Goal> Write the material out again exactly as it stands.

Material for this exercise>
------------------------
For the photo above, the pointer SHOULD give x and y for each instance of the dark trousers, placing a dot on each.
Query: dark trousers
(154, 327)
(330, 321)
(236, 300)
------------------------
Expected output>
For the photo above, the pointer SHOULD give x and y for each instance of the dark trousers, placing a dot on each.
Query: dark trousers
(154, 327)
(330, 321)
(236, 300)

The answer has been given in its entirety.